→ WRITTEN PROBLEM:
Switch every "sample answer" in the listing below to "reference answer", and write out all of its lines again with nothing else altered.
--- Start of DATA SUPPLIED ---
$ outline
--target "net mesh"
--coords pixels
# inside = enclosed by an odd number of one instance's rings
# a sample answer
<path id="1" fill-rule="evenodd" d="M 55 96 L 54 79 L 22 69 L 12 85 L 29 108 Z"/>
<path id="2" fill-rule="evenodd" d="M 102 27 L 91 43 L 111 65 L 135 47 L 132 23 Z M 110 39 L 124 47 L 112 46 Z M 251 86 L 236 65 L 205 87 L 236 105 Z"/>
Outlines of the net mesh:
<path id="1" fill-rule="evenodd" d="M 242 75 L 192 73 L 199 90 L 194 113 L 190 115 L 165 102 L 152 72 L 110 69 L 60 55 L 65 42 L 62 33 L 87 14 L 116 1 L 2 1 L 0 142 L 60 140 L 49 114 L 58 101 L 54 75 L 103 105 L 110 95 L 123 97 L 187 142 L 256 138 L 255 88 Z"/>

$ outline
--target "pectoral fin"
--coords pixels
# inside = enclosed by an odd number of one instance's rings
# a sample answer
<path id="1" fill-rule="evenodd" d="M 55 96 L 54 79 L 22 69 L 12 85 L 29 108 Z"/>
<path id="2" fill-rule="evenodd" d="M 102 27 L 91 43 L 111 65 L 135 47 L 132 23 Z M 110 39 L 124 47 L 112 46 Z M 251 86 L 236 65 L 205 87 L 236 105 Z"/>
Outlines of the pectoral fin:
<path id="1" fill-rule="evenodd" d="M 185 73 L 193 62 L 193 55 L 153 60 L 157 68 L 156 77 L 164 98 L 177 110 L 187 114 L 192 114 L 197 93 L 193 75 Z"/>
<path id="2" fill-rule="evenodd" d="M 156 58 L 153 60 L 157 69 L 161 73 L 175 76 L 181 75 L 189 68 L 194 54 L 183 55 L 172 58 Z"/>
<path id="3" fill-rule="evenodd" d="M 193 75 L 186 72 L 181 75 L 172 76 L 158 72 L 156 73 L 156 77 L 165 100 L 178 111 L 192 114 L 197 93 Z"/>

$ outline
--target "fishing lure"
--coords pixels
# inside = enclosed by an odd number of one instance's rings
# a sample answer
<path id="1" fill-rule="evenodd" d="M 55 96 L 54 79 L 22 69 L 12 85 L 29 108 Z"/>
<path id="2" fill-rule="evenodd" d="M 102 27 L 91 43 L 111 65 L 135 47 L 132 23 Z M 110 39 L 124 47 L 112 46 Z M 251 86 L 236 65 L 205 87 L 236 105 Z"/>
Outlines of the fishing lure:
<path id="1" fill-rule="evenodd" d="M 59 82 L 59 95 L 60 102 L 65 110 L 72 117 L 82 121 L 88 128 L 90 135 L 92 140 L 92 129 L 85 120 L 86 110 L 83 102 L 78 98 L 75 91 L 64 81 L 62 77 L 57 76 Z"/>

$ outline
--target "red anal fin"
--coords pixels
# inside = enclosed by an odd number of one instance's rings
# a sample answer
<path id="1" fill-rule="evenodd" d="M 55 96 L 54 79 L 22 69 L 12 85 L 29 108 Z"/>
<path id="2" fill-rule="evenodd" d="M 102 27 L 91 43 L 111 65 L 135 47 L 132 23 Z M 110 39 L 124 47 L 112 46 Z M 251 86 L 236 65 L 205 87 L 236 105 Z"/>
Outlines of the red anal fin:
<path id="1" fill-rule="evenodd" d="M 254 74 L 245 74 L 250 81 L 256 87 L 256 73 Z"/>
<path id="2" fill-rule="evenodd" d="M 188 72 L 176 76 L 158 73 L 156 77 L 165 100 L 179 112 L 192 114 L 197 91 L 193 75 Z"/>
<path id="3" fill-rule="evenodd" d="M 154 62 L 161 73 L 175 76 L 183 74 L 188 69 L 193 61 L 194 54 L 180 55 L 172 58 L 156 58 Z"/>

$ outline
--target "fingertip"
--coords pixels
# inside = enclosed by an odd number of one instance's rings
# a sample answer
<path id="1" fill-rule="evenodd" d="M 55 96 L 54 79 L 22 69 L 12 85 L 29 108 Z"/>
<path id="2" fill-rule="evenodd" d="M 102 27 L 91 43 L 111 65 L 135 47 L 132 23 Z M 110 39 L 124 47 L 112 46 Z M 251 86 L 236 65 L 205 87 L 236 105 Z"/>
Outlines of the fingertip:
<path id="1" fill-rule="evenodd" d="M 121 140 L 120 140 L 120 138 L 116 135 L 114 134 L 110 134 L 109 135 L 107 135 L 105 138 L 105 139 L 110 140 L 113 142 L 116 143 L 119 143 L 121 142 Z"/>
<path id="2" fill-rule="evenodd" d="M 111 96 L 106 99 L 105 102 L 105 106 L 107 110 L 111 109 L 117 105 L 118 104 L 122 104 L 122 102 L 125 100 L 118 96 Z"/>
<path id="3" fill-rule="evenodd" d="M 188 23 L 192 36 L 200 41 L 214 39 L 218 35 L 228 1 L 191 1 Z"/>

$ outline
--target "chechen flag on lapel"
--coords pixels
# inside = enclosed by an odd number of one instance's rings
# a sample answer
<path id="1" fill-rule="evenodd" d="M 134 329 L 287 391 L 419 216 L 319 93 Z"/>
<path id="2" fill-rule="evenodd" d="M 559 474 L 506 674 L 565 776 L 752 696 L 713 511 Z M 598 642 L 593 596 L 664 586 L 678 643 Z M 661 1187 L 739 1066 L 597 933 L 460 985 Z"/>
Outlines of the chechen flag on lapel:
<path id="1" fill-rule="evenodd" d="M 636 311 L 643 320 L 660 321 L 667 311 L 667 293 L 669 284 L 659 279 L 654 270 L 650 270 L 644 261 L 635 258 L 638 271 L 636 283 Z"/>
--- End of DATA SUPPLIED ---
→ RESPONSE:
$ outline
--target "net mesh"
--coords pixels
# inside = enclosed by an odd number of one instance's rings
# a reference answer
<path id="1" fill-rule="evenodd" d="M 55 96 L 54 79 L 22 69 L 12 85 L 29 108 Z"/>
<path id="2" fill-rule="evenodd" d="M 102 27 L 91 43 L 111 65 L 135 47 L 132 23 Z M 110 39 L 124 47 L 112 46 Z M 251 86 L 236 65 L 205 87 L 236 105 Z"/>
Outlines of the net mesh:
<path id="1" fill-rule="evenodd" d="M 242 75 L 192 73 L 199 90 L 194 113 L 190 115 L 165 102 L 152 72 L 110 69 L 60 55 L 65 42 L 62 33 L 87 14 L 116 1 L 2 1 L 0 142 L 60 140 L 49 114 L 58 101 L 54 75 L 103 105 L 110 95 L 123 97 L 187 142 L 256 138 L 255 88 Z"/>

$ outline
--target "pectoral fin"
--coords pixels
# inside = enclosed by an odd number of one instance's rings
# a reference answer
<path id="1" fill-rule="evenodd" d="M 55 96 L 54 79 L 22 69 L 12 85 L 29 108 Z"/>
<path id="2" fill-rule="evenodd" d="M 102 27 L 91 43 L 111 65 L 135 47 L 132 23 Z M 110 39 L 124 47 L 112 46 Z M 251 86 L 236 65 L 205 87 L 236 105 Z"/>
Outlines of the pectoral fin:
<path id="1" fill-rule="evenodd" d="M 185 73 L 193 62 L 193 55 L 153 60 L 157 68 L 156 77 L 164 98 L 177 110 L 187 114 L 192 114 L 197 93 L 193 75 Z"/>
<path id="2" fill-rule="evenodd" d="M 156 58 L 153 60 L 157 69 L 161 73 L 175 76 L 181 75 L 189 68 L 194 54 L 183 55 L 172 58 Z"/>
<path id="3" fill-rule="evenodd" d="M 193 75 L 186 72 L 181 75 L 172 76 L 158 72 L 156 73 L 156 77 L 165 100 L 178 111 L 192 114 L 197 93 Z"/>

$ outline
--target "fishing lure"
--coords pixels
# inside = enclosed by an odd number of one instance's rings
# a reference answer
<path id="1" fill-rule="evenodd" d="M 55 96 L 54 79 L 22 69 L 12 85 L 29 108 Z"/>
<path id="2" fill-rule="evenodd" d="M 102 27 L 91 43 L 111 65 L 135 47 L 132 23 Z M 110 39 L 124 47 L 112 46 Z M 251 86 L 236 65 L 205 87 L 236 105 Z"/>
Outlines of the fishing lure:
<path id="1" fill-rule="evenodd" d="M 59 82 L 59 95 L 60 102 L 65 110 L 72 117 L 82 121 L 88 128 L 90 135 L 92 140 L 92 129 L 85 120 L 86 110 L 83 102 L 78 98 L 75 91 L 64 81 L 62 77 L 57 76 Z"/>

$ outline
--target "red anal fin"
--coords pixels
# inside = enclosed by an odd number of one instance's rings
# a reference answer
<path id="1" fill-rule="evenodd" d="M 55 96 L 54 79 L 22 69 L 12 85 L 29 108 Z"/>
<path id="2" fill-rule="evenodd" d="M 102 27 L 91 43 L 111 65 L 135 47 L 132 23 Z M 110 39 L 124 47 L 112 46 Z M 251 86 L 236 65 L 205 87 L 236 105 Z"/>
Outlines of the red anal fin:
<path id="1" fill-rule="evenodd" d="M 254 74 L 245 74 L 250 81 L 256 87 L 256 73 Z"/>
<path id="2" fill-rule="evenodd" d="M 188 72 L 176 76 L 158 73 L 156 77 L 165 100 L 179 112 L 192 114 L 197 91 L 193 75 Z"/>
<path id="3" fill-rule="evenodd" d="M 154 62 L 161 73 L 175 76 L 183 74 L 188 69 L 193 61 L 194 54 L 180 55 L 172 58 L 156 58 Z"/>

$ outline
--target "fingertip"
--coords pixels
# inside = enclosed by an odd number of one instance's rings
# a reference answer
<path id="1" fill-rule="evenodd" d="M 55 96 L 54 79 L 22 69 L 12 85 L 29 108 Z"/>
<path id="2" fill-rule="evenodd" d="M 102 27 L 91 43 L 111 65 L 135 47 L 132 23 Z M 110 39 L 124 47 L 112 46 Z M 251 86 L 236 65 L 205 87 L 236 105 Z"/>
Outlines of the fingertip:
<path id="1" fill-rule="evenodd" d="M 121 140 L 120 140 L 120 138 L 116 135 L 114 134 L 110 134 L 109 135 L 107 135 L 105 138 L 105 139 L 110 140 L 113 142 L 116 143 L 119 143 L 121 142 Z"/>
<path id="2" fill-rule="evenodd" d="M 111 96 L 106 99 L 105 102 L 105 106 L 107 110 L 111 109 L 117 105 L 118 104 L 122 104 L 122 102 L 125 100 L 118 96 Z"/>
<path id="3" fill-rule="evenodd" d="M 188 23 L 192 36 L 200 41 L 214 39 L 218 35 L 228 1 L 191 1 Z"/>

$ outline
--target "chechen flag on lapel"
--coords pixels
# inside = enclosed by an odd number of one instance's rings
# a reference answer
<path id="1" fill-rule="evenodd" d="M 134 329 L 287 391 L 419 216 L 319 93 Z"/>
<path id="2" fill-rule="evenodd" d="M 559 474 L 506 674 L 565 776 L 752 696 L 713 511 Z M 598 642 L 593 596 L 664 586 L 678 643 Z M 661 1187 L 739 1066 L 597 933 L 460 985 Z"/>
Outlines of the chechen flag on lapel:
<path id="1" fill-rule="evenodd" d="M 636 311 L 643 320 L 660 321 L 667 311 L 667 293 L 669 284 L 659 279 L 654 270 L 650 270 L 644 261 L 635 258 L 638 271 L 636 283 Z"/>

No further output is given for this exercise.